* Objectives
1: Translate this sentence from the review of To End All Wars into Spanish: "I was not aware that there was a vigorous pacifist movement in England a hundred years ago."
2: According to the review of To End All Wars, why is Adam Hochschild a rare popular historian? Answer in one to three sentences.
3: Resume the review of To End All Wars from the point where its text stops, carrying on after its final sentence.

* Document passage
Adam Hochschild, a popular historian whose King Leopold’s Ghost: A Story of Greed, Terror, and Heroism in Colonial Africa spelled out the full story of the Belgian debacle that inspired Joseph Conrad’s Heart of Darkness, has written a powerful new book about the loose coalition of pacifists and activists that fought bitterly against England’s participation in the Boer Wars and World War One a century ago. The book is called To End All Wars: A Story of Loyalty and Rebellion, 1914-1918.
Hochschild is a rare popular historian who writes not about subjects designed to make male readers feel good about their masculinity (a visit to a bookstore’s history section, after all, gives the impression that the Civil War and World War II were the only two wars ever fought) but rather about stunning or vexing episodes from our past that we know nothing about. I was not aware that there was a vigorous pacifist movement in England a hundred years ago. The invisibility of this past movement reminds me of the invisibility of the pacifist cause today, and Adam Hochschild is certainly interested in making the same connection. Here he is in the book’s introductory chapter:
Where today we might see mindless killing, many of those who presided over the war’s battles saw only nobility and heroism. “They advanced in line after line,” recorded one British general of his men in action on that fateful July 1, 1916, at the Somme, writing in the stilted third-person usage of official reports, ” … and not a man shirked going through the extremely heavy barrage, or facing the machine-gun and rifle fire that finally wiped them out … He saw the lines which advanced in such admirable order melting away under the fire. Yet not a man wavered, broke the ranks or attempted to come back. He has never seen, indeed could never have imagined, such a magnificent display of gallantry, discipline and determination. The reports that he had had from the very few survivors of this marvellous advance bear out what he saw with his own eyes, viz, that hardly a man of ours got to the German front line.”

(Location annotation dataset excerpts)
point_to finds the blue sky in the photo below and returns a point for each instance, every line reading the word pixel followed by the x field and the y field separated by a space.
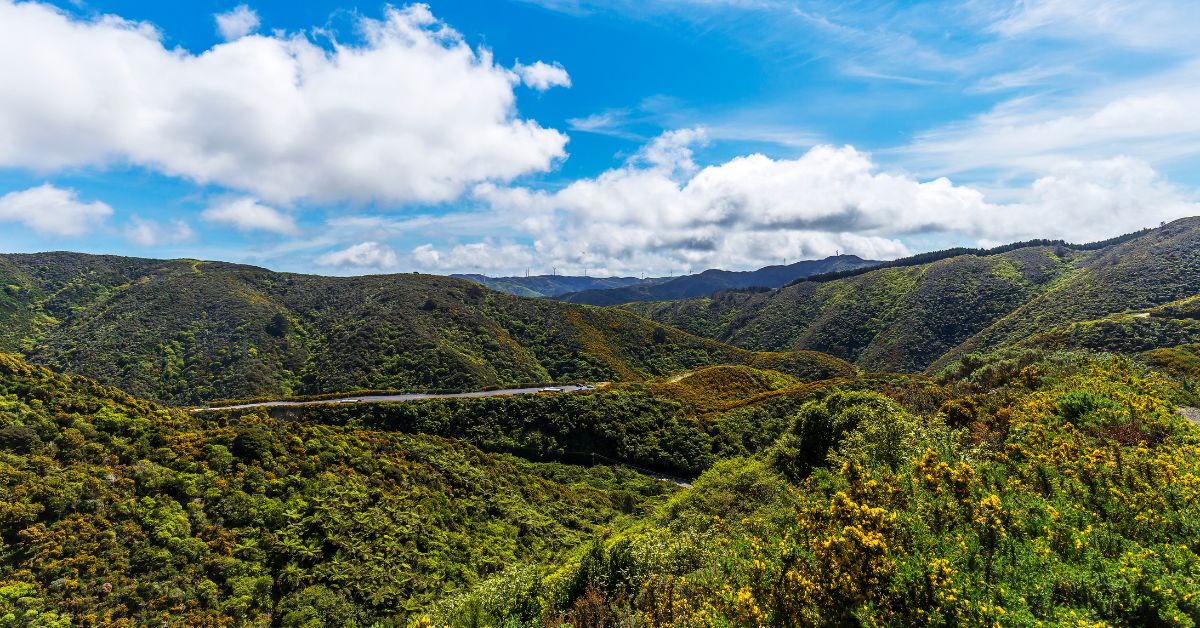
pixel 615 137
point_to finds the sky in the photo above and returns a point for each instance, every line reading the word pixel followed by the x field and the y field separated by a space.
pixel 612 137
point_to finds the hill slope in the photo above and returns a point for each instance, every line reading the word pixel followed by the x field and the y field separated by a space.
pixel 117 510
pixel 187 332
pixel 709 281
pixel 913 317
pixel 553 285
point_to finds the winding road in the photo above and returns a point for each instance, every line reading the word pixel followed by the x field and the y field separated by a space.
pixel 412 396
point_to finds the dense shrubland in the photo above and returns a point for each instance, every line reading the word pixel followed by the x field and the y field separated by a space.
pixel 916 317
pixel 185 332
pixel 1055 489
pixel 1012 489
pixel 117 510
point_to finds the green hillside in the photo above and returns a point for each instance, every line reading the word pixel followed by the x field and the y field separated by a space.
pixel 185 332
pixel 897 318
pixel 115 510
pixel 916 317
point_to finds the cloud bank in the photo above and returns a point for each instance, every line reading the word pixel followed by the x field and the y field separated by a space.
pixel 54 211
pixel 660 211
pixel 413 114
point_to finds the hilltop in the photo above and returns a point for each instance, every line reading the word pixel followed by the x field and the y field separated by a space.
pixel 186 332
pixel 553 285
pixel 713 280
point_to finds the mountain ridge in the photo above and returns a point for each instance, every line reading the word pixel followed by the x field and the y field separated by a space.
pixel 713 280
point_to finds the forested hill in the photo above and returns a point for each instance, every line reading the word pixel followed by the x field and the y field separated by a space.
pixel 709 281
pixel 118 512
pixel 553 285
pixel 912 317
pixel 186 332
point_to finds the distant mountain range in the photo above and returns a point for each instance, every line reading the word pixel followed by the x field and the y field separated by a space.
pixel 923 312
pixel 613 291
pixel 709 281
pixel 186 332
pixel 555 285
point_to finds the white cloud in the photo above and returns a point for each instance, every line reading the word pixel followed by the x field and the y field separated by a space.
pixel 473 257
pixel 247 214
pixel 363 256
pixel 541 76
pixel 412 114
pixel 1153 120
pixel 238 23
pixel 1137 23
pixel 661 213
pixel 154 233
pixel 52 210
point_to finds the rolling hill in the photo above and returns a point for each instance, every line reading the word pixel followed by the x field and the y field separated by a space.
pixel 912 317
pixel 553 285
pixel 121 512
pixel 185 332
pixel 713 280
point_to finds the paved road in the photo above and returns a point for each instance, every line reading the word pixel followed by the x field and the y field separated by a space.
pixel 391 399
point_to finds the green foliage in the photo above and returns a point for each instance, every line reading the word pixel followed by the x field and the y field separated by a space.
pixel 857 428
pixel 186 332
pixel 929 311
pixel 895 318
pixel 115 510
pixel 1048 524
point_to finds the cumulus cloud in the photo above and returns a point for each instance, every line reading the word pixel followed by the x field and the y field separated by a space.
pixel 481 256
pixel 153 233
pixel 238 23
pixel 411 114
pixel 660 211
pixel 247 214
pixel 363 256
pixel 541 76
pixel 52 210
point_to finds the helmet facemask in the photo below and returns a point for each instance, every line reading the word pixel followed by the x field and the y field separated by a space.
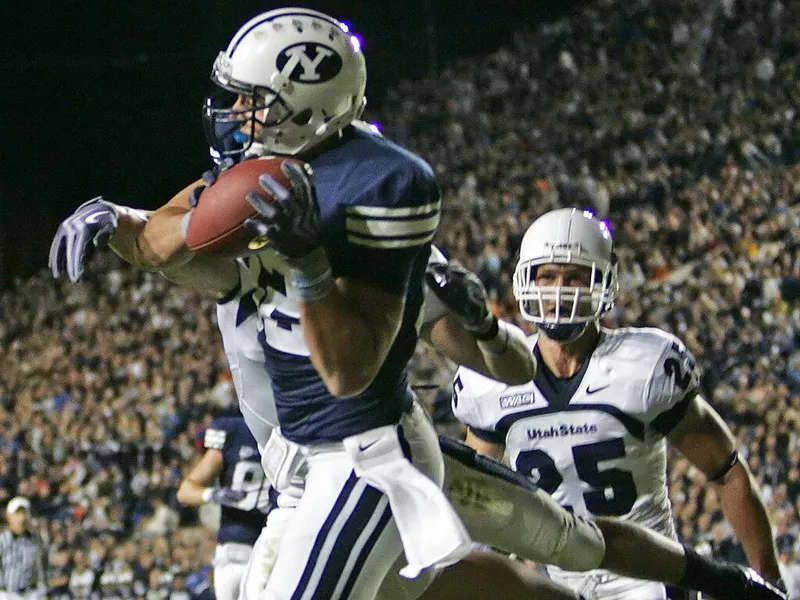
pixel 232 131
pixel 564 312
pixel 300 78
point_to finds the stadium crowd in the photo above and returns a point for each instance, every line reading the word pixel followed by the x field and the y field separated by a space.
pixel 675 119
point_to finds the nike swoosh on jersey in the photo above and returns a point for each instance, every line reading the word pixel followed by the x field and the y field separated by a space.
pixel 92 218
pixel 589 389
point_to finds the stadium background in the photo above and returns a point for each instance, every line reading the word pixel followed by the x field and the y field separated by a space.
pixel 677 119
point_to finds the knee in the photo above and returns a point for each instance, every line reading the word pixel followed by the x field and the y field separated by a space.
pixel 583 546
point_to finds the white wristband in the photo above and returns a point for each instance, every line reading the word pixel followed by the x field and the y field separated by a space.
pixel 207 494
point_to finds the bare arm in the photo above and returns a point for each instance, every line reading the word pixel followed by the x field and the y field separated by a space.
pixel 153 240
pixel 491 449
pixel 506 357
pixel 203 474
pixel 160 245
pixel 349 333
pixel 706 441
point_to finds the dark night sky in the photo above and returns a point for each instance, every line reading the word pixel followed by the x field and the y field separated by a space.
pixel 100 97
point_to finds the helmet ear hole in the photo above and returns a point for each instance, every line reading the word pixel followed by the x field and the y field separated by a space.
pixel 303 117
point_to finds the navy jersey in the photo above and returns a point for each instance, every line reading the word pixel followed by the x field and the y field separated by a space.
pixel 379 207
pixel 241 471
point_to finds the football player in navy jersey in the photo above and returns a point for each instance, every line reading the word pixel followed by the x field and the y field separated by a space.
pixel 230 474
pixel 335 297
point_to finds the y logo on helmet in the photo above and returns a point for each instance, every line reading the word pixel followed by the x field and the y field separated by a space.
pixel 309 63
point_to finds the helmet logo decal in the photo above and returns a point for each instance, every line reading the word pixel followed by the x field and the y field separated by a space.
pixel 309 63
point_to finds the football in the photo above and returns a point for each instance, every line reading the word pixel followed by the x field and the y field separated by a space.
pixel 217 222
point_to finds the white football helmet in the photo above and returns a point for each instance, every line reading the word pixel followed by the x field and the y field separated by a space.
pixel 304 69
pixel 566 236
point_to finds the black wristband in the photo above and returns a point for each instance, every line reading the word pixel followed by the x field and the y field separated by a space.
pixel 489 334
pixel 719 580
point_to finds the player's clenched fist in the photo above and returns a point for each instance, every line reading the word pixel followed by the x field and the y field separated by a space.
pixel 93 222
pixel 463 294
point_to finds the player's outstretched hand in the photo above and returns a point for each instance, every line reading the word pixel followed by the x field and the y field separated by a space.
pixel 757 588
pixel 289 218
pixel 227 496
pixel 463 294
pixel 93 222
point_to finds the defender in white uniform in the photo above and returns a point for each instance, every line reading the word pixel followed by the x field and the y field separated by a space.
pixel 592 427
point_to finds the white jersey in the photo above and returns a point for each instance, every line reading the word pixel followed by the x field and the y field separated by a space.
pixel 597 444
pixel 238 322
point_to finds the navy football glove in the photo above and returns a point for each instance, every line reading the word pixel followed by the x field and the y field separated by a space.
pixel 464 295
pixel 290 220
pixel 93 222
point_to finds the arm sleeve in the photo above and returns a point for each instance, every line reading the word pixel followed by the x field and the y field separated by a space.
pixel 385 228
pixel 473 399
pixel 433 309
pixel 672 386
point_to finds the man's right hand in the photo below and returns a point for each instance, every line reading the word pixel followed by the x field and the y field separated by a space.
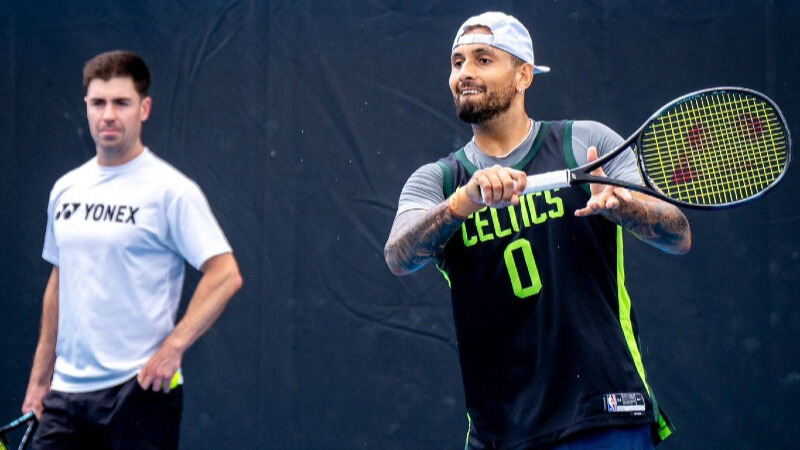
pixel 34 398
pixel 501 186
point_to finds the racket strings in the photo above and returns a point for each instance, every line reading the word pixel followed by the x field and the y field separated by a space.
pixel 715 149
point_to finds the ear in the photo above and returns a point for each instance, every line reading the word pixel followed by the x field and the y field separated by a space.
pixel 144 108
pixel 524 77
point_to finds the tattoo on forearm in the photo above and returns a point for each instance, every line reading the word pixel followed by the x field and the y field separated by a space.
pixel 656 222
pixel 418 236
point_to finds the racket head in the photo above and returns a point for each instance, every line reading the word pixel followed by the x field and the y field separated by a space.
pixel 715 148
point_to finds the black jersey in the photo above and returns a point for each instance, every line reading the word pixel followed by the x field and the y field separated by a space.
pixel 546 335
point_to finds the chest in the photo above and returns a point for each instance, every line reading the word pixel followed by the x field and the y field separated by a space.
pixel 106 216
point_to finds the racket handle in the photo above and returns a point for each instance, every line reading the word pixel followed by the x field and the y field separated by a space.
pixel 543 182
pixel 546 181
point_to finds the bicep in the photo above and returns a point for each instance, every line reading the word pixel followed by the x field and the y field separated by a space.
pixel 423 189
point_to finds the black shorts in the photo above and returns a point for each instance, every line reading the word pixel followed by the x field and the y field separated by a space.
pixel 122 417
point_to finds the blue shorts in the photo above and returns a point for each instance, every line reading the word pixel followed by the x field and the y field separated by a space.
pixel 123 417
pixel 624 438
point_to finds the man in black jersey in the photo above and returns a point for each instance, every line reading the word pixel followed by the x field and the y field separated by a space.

* Answers provided
1: No sabía que hubiera un vigoroso movimiento pacifista en Inglaterra hace cien años.

2: Hochschild is rare because he does not write about subjects designed to make male readers feel good about their masculinity. Instead, he writes about stunning or vexing episodes from our past that we know nothing about.

3:
What was in the minds of such generals? How could they feel such a slaughter to be admirable or magnificent, worth more than the lives of their own sons? We can ask the same question of those who are quick to advocate military confrontation today, when, as in 1914, wars so often have unintended consequences.
The book begins in South Africa with the Boer Wars, which set up the expansionist tensions between England and Germany that erupted in the First World War. The pacifist movement that made England’s path to war more difficult included many leading suffragettes (Charlotte Despard, Emily Hobhouse, the Pankhurst family) and socialists (Keir Hardie, Bertrand Russell). Hochschild’s method in To End All Wars is to recover the human stories behind this movement, and especially to highlight the many interpersonal coincidences and contradictions — family relationships, love affairs — that complicated this public debate. Hochschild’s portraits are vivid and his stories are gripping, but my favorite thing about his book is simply that it exists.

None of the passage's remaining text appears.